Copy out every one of the lines below word for word, leaving out the pictures.

* * * * * * * * *

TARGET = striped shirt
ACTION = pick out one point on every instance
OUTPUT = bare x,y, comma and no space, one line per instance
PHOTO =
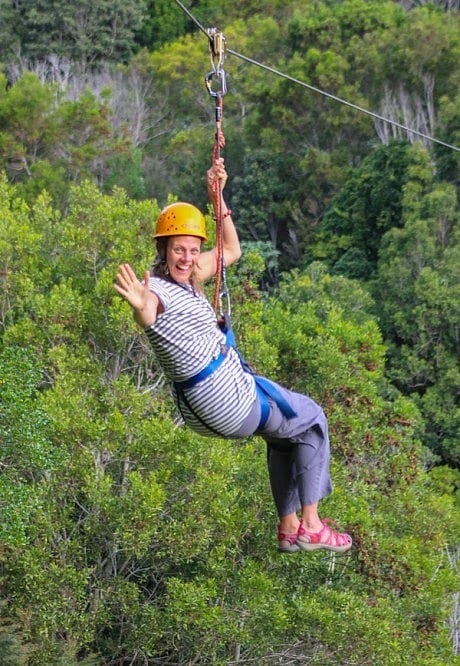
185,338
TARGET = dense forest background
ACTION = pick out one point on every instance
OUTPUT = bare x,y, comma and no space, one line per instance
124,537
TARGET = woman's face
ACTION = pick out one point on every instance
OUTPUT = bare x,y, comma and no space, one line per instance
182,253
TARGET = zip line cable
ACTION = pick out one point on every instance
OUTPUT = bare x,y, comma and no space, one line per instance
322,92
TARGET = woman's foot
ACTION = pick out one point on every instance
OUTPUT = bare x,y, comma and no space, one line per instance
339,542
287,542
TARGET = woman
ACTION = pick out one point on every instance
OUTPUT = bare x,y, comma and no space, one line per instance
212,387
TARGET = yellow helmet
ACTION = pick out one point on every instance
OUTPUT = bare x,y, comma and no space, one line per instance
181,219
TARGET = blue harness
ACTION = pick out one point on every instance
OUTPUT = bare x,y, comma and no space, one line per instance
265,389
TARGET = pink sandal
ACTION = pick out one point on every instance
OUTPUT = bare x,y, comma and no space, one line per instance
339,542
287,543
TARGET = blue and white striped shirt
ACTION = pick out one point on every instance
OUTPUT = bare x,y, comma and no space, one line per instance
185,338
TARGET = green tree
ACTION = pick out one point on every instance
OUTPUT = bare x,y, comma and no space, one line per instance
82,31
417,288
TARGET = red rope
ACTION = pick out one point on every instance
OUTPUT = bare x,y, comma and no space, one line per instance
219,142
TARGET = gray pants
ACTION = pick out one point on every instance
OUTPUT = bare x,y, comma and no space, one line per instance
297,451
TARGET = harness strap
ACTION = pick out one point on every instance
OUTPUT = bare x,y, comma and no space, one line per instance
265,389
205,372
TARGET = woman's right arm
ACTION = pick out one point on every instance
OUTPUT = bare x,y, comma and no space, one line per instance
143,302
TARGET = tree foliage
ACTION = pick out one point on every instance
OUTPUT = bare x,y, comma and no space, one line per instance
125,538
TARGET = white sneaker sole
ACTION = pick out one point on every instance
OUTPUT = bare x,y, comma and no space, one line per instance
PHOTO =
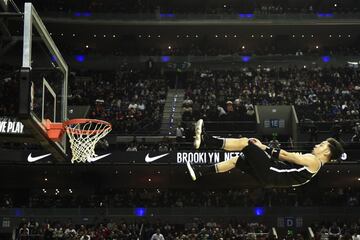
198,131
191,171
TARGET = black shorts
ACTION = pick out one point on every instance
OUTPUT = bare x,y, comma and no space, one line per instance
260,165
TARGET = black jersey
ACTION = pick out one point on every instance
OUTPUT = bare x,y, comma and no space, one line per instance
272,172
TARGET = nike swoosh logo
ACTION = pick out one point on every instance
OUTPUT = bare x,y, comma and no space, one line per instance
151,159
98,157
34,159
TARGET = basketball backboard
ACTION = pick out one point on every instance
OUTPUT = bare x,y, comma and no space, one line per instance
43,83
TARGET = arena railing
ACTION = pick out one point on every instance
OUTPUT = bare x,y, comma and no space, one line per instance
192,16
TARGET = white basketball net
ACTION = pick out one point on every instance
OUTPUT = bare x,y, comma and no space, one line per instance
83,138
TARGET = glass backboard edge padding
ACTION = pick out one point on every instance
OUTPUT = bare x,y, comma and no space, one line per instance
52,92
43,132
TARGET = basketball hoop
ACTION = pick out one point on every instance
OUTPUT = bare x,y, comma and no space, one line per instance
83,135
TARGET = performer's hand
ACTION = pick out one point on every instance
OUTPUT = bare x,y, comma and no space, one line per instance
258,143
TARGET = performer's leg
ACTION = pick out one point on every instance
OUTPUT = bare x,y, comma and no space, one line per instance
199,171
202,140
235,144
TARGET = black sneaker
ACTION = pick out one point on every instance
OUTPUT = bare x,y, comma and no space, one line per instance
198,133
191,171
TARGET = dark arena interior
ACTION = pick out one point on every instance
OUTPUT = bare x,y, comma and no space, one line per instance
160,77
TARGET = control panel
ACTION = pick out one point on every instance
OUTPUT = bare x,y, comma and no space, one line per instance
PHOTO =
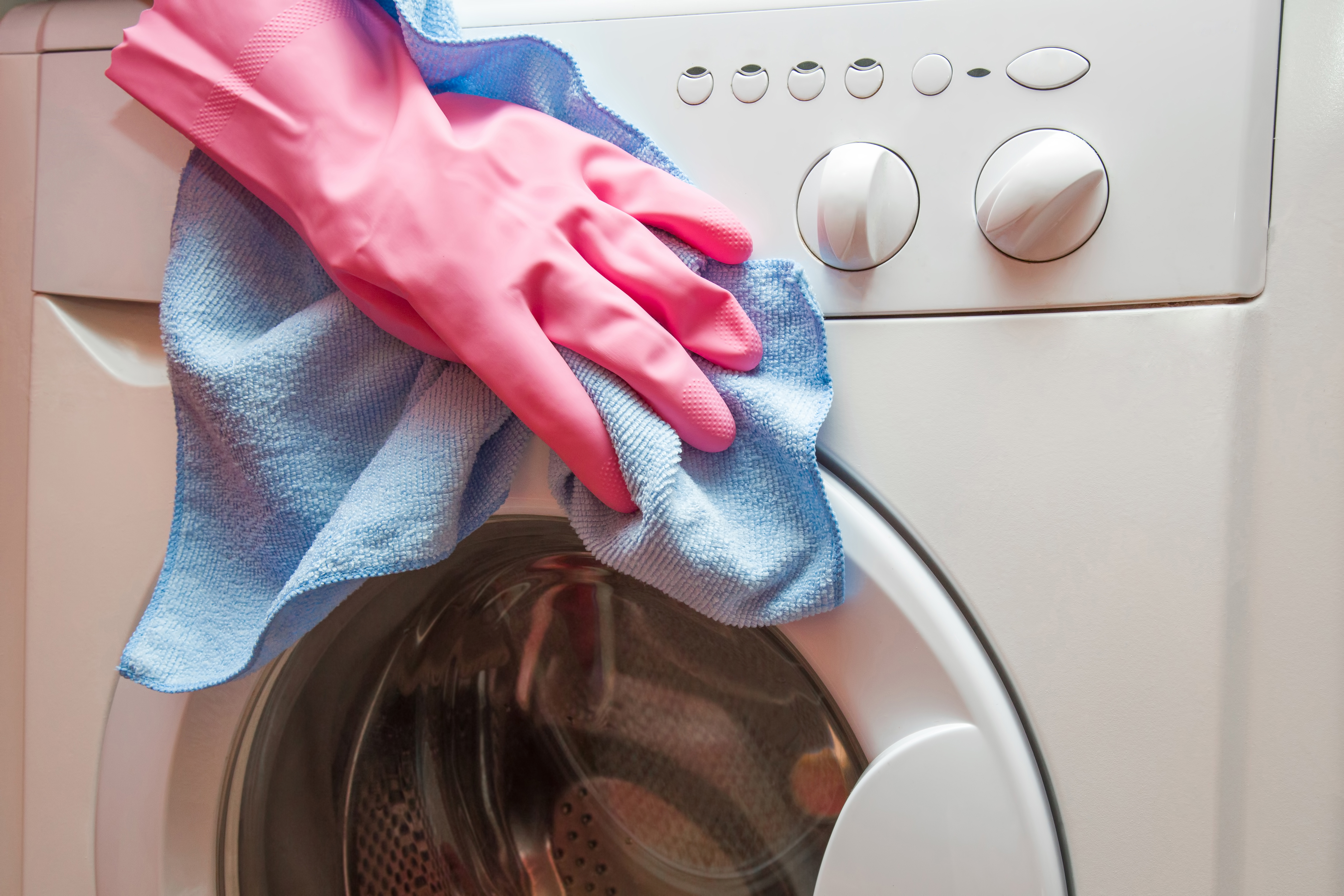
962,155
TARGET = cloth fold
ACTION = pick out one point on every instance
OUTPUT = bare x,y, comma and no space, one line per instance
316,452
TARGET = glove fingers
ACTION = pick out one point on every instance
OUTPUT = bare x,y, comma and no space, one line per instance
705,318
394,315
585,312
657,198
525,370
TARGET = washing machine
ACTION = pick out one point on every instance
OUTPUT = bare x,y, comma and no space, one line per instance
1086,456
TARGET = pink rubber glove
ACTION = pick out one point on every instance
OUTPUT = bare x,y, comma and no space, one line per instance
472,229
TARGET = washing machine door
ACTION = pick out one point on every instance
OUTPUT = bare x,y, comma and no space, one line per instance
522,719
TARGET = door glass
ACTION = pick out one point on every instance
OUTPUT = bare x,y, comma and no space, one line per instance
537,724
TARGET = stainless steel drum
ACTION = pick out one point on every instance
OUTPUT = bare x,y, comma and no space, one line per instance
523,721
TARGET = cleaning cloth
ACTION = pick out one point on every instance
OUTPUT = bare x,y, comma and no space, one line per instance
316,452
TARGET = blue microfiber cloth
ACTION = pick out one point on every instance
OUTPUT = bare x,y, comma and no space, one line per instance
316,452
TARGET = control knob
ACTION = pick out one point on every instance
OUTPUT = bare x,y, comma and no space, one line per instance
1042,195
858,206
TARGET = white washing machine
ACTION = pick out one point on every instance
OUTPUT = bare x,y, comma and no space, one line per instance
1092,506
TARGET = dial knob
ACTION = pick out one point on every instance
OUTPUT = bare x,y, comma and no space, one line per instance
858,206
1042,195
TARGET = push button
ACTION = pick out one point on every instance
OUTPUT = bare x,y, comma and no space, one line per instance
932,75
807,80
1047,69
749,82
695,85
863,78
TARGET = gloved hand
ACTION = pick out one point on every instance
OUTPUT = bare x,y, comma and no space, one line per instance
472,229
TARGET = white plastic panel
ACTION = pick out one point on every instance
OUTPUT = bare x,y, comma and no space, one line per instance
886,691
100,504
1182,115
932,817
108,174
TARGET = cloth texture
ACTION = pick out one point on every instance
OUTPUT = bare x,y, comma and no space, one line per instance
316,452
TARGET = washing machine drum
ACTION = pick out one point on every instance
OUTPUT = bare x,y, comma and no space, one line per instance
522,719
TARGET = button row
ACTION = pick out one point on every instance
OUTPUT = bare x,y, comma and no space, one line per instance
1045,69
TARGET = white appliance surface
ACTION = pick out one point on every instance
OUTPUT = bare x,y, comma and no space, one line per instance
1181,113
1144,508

* * * * * * * * *

TASK SOLUTION >>
TARGET = striped shirt
ACTION = pick out one point on every instance
OUTPUT = bare x,y, comma and no space, one line per instance
PHOTO =
185,338
TARGET = dense forest background
ACTION = pick out one point on every instance
OUTPUT = bare x,y, comma and no space, one line per instance
124,537
TARGET = woman's face
ACTION = pick out one point on every instance
OUTPUT = bare x,y, comma and no space, one line per instance
182,253
TARGET = zip line cable
ACTION = pick out one point on every instance
OUTPUT = bare x,y, comma and no space, one line per instance
322,92
TARGET = woman's foot
ACTION = pick out one point on every instance
OUTPUT = bare x,y, comma and no space, one line per instance
339,542
287,542
TARGET = woman
ACTION = pick out one point on every instance
OUTPUT = bare x,y, comma and no space, one line per instance
212,387
TARGET = yellow helmet
ACTION = pick out one point on every instance
OUTPUT = bare x,y, comma and no space, one line per instance
181,219
TARGET = blue harness
ACTION = pick out one point on every instance
OUTPUT = bare x,y, comma and no space, one line per instance
265,389
TARGET = pink sandal
ACTION = pick out one point on every instance
OUTPUT = bare x,y, comma and no space, one line per instance
339,542
287,543
TARGET = blue and white striped shirt
ACTION = pick out one point on every instance
OUTPUT = bare x,y, comma and no space, one line per instance
185,338
TARGET = green tree
ACTION = pick out one point on every instance
OUTPUT = bare x,y, comma and no space, one line per instance
82,31
417,288
TARGET = red rope
ACTION = pick out one point on every instance
OUTPUT = bare x,y, comma and no space, one line per instance
219,142
TARGET = gray pants
ACTION = pick out one point on every instance
OUTPUT = bare x,y, comma and no space, one line per instance
297,451
TARGET = harness strap
ACTION = pick out one point on every instance
OUTPUT = bare x,y, comma and no space, one line per instance
265,389
205,372
TARGET = woman's right arm
ACTION = pick out one point on every instance
OUTPUT = bare x,y, comma and no space, one line per instance
143,302
TARGET = tree foliage
ACTION = pick out one point on every instance
OUTPUT = bare x,y, comma and no space, one line per instance
125,538
TARGET = white sneaker sole
ACTION = pick out one point on every instance
OUTPUT = bare x,y, comma and no space, one line per instance
PHOTO =
198,131
191,171
TARGET = black shorts
ACTION = pick out one point on every instance
OUTPUT = bare x,y, comma and no space, one line per instance
260,165
TARGET = black jersey
ACTION = pick out one point on every instance
OUTPUT = bare x,y, comma and no space, one line per instance
272,172
TARGET = nike swoosh logo
ACTION = pick out one point on every instance
OUTPUT = bare x,y, comma and no space, one line per instance
151,159
98,157
34,159
TARGET = basketball backboard
ACTION = pick out one point on every instance
OUTPUT = bare x,y, comma and no space, one line per instance
43,83
TARGET = arena railing
ACTION = pick out one point on every instance
OUTPUT = bare x,y, comma and no space, one line per instance
192,16
TARGET = white basketball net
ACTION = pick out one point on every instance
OUTPUT = bare x,y, comma and no space, one line per instance
83,138
TARGET = glass backboard edge padding
ACTION = pick out one point on every instance
OUTPUT = bare x,y, comma and no space, one line per instance
52,92
43,132
TARGET = basketball hoop
ACTION = pick out one point on every instance
OUTPUT = bare x,y, comma and no space, one line per instance
83,135
TARGET = performer's hand
ACTION = pick out one point on every instance
OUTPUT = bare x,y, comma and no space, one line per instance
258,143
TARGET = performer's leg
ACTION = pick out one point on every instance
OUTPUT = bare x,y, comma and no space, one line per instance
199,171
202,140
235,144
TARGET = black sneaker
ACTION = pick out one point on every instance
OUTPUT = bare x,y, comma and no space, one line per instance
198,133
191,171
TARGET = dark arena interior
ACTION = pick out one point on every instance
OUTPUT = bare x,y, comma and no space, one line per instance
160,77
TARGET = control panel
ACTION = pick out one point on every instance
OUTPUT = bare x,y, comma and no space, one line per instance
PHOTO =
962,155
TARGET = cloth fold
ACTION = pick out one point on every instance
OUTPUT = bare x,y, comma and no space, one line per instance
316,452
TARGET = glove fingers
ACTION = pick out one point on every instance
OUTPUT = bare x,y, comma and no space, one line per instance
705,318
394,315
585,312
657,198
525,370
TARGET = washing machine
ACTION = pick out one point on every instance
OUTPUT = bare x,y, comma and no space, one line per instance
1086,456
TARGET = pink rubber glove
ACTION = pick out one point on every instance
OUTPUT = bare x,y, comma and no space, one line per instance
472,229
TARGET = washing machine door
ACTION = pick out one point on every instance
OUTPUT = bare x,y, comma and no space, one line per instance
522,719
TARGET = door glass
ACTION = pick out one point on every instance
OUTPUT = bare x,y, comma and no space, one line per instance
537,724
TARGET = stainless steel drum
ACTION = pick out one point on every instance
OUTPUT = bare x,y, comma and no space, one line per instance
523,721
TARGET = cleaning cloth
ACTION = pick out one point on every instance
OUTPUT = bare x,y, comma and no space, one line per instance
316,452
TARGET = blue microfiber cloth
ACTION = pick out one point on every instance
OUTPUT = bare x,y, comma and no space, one line per instance
316,452
TARGET = control knob
ACTION = pick out one point on every instance
OUTPUT = bare x,y, comma and no space, one line per instance
1042,195
858,206
TARGET = white washing machine
ACTION = pick out one point on every instance
OUTPUT = bare x,y, comma and no space, one line per instance
1092,506
TARGET = dial knob
ACTION = pick out one point on every instance
OUTPUT = bare x,y, comma and no space, one line per instance
858,206
1042,195
TARGET = push button
ACTION = pick out one point on every instance
OUTPUT = bare x,y, comma and no space, one line per instance
932,75
807,80
1047,69
749,82
695,85
863,78
TARGET = gloved hand
ACTION = pick out one point on every instance
OUTPUT = bare x,y, comma and no space, one line per instance
472,229
TARGET = white plastic panel
ACTION = pick out one point on every instance
OUTPUT = bare x,y, comma and no space, one line per instance
886,691
100,504
1182,115
932,817
108,174
TARGET = cloth texture
ACTION = pick out one point on every instance
OUTPUT = bare x,y, comma and no space, one line per instance
316,452
TARGET = washing machine drum
ACTION = pick out one point on every instance
OUTPUT = bare x,y, comma and no space, one line per instance
522,719
TARGET = button row
ACTION = pick out one point on every instance
OUTPUT = bare x,y, comma and no space, one line per instance
1045,69
TARGET = white appliance surface
ACTION = pick out one point on every instance
OUTPUT = bare x,y, comma and no space, one line per instance
1181,113
1144,508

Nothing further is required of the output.